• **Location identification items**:
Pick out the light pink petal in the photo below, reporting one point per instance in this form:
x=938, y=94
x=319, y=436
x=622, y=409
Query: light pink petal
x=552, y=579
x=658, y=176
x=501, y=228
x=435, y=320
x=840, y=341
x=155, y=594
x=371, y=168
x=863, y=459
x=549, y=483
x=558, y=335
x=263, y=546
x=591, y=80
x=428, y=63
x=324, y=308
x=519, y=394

• **SET TASK**: Copy out all of the material above word for word.

• **TASK SOLUTION**:
Pick out the light pink petal in the photo below, reporting one point per instance in this form:
x=938, y=94
x=319, y=436
x=622, y=409
Query: light pink petal
x=552, y=579
x=658, y=176
x=501, y=228
x=435, y=320
x=840, y=341
x=155, y=594
x=371, y=168
x=863, y=459
x=549, y=483
x=558, y=335
x=263, y=546
x=591, y=80
x=428, y=63
x=324, y=308
x=519, y=394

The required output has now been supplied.